Required work - Please output the rows below, starting with the line containing "of the dirt" and continuing through the end of the rows, as a JSON list of strings with one string per line and blank lines omitted.

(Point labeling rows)
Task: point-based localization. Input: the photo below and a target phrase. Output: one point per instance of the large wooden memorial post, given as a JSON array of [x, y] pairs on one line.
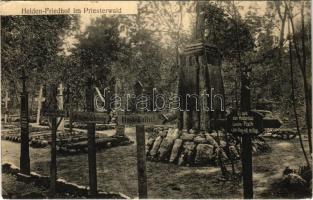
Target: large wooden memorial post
[[6, 101], [24, 157], [200, 76], [91, 131]]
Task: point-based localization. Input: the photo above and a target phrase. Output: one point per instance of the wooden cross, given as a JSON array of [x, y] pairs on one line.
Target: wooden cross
[[60, 106], [24, 156], [140, 120], [61, 89], [6, 101], [39, 99], [51, 110]]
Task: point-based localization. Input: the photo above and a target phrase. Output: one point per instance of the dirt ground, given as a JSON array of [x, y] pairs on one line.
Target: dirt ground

Answer to the task -
[
  "Task: point-based localization. Input: the photo above and a target phrase. Output: one point per instance of the dirt ground, given as a JSON array of [x, y] pairs on one line.",
  "Target: dirt ground"
]